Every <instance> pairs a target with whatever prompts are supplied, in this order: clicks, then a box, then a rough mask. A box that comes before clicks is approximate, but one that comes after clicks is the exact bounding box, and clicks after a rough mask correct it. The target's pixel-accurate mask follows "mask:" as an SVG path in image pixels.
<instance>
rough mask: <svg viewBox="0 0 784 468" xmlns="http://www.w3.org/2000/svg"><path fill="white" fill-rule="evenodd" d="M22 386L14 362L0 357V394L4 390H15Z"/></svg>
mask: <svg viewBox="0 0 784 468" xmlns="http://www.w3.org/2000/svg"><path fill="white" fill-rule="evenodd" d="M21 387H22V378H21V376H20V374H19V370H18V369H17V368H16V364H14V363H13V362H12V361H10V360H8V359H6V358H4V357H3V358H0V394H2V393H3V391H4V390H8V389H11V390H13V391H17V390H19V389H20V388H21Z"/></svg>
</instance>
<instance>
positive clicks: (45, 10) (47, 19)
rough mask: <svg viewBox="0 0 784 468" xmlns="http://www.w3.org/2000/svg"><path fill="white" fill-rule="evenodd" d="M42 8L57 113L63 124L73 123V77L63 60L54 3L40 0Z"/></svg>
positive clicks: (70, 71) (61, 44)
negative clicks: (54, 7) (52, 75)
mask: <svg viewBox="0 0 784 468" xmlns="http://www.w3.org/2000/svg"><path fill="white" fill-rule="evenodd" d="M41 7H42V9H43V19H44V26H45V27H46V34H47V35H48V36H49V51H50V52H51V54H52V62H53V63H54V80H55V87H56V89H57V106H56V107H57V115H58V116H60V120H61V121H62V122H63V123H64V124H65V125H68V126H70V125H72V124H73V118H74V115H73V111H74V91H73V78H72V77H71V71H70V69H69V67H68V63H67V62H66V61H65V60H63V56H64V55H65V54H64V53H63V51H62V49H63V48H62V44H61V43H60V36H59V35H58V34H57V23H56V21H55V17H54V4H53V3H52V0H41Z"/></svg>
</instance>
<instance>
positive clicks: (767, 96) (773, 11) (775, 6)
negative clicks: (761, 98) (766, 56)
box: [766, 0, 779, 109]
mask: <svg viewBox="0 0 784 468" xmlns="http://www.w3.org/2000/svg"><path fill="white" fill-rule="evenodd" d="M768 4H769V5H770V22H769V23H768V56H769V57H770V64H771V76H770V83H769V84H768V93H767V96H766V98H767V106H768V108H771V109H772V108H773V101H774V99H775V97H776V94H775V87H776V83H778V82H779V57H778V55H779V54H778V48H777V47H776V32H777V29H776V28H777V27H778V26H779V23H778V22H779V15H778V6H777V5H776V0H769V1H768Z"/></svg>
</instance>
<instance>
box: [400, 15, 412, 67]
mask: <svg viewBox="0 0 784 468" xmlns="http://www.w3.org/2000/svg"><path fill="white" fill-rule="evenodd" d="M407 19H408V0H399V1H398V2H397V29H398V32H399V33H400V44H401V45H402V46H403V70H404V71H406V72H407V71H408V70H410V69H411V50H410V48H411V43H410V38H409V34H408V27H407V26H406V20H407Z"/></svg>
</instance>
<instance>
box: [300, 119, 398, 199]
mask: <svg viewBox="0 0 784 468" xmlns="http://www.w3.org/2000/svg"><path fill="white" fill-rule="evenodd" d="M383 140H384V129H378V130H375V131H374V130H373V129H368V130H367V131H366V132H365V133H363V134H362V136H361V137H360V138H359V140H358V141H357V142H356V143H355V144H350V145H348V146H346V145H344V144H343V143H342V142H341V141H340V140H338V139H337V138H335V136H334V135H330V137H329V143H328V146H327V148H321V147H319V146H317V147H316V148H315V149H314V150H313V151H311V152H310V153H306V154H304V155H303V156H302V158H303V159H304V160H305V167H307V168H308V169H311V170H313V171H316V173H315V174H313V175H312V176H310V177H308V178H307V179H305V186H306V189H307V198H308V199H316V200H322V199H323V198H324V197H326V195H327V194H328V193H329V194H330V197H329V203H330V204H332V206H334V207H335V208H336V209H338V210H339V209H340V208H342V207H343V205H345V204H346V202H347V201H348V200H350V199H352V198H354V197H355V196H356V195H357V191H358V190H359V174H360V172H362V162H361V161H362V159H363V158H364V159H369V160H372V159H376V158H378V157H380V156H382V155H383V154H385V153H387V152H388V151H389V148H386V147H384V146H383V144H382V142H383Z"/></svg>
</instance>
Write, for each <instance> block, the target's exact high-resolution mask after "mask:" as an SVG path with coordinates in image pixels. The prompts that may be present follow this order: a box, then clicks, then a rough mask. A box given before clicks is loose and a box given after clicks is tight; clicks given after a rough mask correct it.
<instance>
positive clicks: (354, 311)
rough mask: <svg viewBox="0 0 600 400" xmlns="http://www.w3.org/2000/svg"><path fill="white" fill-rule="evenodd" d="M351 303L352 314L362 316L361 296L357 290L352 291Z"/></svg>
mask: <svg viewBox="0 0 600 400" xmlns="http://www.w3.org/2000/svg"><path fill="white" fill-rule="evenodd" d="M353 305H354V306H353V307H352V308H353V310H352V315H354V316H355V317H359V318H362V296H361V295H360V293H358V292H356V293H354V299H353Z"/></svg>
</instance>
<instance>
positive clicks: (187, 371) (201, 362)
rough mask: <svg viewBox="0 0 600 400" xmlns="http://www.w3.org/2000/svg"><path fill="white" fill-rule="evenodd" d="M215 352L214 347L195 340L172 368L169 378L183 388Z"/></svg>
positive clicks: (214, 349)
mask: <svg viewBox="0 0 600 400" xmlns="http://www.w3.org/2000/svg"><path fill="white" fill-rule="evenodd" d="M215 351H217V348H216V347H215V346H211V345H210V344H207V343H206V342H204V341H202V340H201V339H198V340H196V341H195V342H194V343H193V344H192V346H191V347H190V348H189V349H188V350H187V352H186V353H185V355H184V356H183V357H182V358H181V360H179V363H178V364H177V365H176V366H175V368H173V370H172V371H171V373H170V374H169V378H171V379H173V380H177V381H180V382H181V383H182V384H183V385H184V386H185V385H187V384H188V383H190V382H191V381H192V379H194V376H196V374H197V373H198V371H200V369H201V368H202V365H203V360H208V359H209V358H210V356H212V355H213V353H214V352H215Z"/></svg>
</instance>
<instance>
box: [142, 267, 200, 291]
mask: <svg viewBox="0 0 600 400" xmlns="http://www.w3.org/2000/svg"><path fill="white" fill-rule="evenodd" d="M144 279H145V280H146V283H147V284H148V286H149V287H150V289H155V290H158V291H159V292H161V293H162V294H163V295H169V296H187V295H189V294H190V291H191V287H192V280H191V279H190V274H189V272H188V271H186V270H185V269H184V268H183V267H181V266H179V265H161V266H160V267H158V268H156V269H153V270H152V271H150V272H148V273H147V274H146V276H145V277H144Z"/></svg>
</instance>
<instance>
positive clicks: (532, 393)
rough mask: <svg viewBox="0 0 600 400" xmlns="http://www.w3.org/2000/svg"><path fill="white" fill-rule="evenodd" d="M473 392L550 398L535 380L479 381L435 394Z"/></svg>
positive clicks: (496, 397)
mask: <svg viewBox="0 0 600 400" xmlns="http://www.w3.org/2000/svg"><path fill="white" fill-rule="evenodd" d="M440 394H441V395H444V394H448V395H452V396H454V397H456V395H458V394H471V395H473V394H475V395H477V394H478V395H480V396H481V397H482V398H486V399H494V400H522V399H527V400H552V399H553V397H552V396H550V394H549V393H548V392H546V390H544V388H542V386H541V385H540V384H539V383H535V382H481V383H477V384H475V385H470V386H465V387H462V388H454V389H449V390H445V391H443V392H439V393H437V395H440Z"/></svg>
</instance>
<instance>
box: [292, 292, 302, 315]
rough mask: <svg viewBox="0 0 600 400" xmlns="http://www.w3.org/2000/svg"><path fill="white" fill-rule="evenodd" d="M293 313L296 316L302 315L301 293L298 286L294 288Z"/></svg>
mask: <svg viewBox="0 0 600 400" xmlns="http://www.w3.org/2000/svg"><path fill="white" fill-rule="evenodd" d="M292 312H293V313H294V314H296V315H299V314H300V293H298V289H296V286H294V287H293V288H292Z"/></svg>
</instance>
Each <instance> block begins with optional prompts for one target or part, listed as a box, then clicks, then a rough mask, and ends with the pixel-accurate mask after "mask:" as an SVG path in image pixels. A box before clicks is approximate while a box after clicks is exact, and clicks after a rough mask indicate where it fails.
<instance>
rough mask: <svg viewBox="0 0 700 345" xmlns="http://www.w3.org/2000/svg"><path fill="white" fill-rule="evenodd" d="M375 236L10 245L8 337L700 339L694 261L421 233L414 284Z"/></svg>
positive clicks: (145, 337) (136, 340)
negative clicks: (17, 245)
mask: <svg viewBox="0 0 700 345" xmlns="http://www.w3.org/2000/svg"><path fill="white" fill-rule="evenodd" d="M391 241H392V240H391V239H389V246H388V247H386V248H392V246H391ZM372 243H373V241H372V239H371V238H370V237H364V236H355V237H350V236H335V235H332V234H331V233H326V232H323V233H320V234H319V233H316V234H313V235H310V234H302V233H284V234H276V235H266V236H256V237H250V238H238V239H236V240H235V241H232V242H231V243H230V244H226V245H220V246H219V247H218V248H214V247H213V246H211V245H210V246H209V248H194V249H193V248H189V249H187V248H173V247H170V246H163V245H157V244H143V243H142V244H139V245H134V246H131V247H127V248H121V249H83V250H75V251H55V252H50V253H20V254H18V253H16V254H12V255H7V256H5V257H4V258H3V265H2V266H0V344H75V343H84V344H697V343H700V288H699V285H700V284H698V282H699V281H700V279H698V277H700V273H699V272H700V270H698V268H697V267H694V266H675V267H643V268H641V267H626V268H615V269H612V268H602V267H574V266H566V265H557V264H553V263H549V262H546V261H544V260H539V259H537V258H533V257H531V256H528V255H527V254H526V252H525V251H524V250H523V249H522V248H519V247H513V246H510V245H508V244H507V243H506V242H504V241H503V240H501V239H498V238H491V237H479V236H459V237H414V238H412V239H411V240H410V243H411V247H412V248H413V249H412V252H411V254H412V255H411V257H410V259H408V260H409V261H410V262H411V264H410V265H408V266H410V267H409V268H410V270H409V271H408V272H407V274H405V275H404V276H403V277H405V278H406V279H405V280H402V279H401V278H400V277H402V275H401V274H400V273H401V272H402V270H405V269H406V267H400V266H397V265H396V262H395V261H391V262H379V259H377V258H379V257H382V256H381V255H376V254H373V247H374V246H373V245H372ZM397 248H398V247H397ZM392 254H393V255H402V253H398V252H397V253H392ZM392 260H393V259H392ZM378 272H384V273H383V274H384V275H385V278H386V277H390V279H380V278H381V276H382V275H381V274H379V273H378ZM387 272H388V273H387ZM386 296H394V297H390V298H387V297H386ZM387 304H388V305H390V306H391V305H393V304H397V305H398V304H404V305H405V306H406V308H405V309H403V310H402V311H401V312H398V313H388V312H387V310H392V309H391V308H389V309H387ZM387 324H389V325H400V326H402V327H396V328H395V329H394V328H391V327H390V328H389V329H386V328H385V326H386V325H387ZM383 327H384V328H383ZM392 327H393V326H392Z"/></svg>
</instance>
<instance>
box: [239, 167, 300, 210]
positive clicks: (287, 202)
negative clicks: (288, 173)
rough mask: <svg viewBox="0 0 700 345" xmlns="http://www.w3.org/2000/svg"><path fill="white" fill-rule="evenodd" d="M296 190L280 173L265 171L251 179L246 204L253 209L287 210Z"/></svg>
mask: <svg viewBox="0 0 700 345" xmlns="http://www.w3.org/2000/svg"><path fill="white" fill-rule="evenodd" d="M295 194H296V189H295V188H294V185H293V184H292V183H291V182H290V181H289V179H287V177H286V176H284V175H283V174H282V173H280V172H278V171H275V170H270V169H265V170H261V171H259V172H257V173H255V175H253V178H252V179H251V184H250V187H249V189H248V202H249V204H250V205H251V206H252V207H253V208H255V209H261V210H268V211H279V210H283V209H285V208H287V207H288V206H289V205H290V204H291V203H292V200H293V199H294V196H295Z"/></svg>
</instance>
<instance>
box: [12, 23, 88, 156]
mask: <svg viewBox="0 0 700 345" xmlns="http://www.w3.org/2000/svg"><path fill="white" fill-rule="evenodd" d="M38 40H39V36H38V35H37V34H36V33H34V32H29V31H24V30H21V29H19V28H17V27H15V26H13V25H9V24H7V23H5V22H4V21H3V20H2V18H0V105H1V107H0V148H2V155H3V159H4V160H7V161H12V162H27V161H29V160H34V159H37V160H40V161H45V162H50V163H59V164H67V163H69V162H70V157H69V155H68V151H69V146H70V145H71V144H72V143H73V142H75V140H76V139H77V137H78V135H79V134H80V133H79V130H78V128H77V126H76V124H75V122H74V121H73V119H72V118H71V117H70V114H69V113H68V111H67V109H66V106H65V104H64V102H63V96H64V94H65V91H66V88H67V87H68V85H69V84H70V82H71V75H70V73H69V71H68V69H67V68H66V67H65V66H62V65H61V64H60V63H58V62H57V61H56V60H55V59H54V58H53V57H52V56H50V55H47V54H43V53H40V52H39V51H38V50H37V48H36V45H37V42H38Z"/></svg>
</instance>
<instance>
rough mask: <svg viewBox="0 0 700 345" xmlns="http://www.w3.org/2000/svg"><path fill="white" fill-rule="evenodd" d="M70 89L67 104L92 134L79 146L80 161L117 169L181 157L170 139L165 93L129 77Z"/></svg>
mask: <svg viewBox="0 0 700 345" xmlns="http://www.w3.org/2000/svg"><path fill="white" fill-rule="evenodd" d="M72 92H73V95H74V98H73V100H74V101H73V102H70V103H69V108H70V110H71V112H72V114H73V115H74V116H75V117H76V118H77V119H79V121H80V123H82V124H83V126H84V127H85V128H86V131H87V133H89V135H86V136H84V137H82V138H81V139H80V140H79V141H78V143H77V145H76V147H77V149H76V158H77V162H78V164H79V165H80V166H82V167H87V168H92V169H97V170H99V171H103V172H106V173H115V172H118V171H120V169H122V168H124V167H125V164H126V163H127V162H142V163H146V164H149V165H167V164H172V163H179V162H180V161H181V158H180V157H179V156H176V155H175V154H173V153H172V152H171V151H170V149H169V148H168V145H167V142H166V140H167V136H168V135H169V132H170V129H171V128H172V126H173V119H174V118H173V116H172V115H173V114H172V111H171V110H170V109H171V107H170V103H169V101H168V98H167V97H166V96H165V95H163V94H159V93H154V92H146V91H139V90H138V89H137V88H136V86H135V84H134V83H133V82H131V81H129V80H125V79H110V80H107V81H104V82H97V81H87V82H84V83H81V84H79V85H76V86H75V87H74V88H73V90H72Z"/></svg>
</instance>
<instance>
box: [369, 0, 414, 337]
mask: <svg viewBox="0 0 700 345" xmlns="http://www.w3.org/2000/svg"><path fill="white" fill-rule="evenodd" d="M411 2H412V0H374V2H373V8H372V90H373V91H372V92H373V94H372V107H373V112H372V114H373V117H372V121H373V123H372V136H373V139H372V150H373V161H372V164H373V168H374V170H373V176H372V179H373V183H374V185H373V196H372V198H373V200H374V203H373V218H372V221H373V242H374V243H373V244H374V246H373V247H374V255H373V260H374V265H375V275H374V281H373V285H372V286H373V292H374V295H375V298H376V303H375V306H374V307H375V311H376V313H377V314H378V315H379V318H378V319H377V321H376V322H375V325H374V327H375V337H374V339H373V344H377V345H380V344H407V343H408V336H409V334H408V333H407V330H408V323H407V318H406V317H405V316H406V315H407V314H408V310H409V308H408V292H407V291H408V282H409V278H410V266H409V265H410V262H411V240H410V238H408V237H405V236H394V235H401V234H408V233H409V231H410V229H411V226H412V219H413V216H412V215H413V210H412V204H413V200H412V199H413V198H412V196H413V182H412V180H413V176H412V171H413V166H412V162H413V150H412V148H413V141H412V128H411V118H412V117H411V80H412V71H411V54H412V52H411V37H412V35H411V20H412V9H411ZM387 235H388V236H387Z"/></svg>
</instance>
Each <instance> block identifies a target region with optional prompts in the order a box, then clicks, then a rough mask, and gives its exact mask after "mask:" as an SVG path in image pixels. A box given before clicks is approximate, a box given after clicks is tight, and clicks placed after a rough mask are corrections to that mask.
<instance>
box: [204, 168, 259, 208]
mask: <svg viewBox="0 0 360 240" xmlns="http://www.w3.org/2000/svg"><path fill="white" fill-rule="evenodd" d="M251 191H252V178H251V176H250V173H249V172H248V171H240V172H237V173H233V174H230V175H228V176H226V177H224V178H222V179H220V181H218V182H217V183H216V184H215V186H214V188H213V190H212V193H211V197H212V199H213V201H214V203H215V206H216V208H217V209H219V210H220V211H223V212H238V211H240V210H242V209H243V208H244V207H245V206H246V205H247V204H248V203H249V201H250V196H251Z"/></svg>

=-=-=-=-=

위 기록에서 "tight"라는 단어가 들어 있는 줄을 빠짐없이 모아 적으세요. 대소문자는 구분합니다.

Write, for each <instance> block, the target's exact high-resolution mask after "mask:" as an SVG path with coordinates in image pixels. The prompts that may be present follow this order: a box, then clicks, then a rough mask. A box given before clicks is loose and a box given after clicks is tight; clicks given after a rough mask correct it.
Each <instance> block identifies a target region with optional prompts in the order a box, then clicks, then a rough mask, and gives its exact mask after "mask:" as an SVG path in image pixels. A box given before clicks is approximate, a box given after clicks is tight, and clicks placed after a rough mask are corrections to that mask.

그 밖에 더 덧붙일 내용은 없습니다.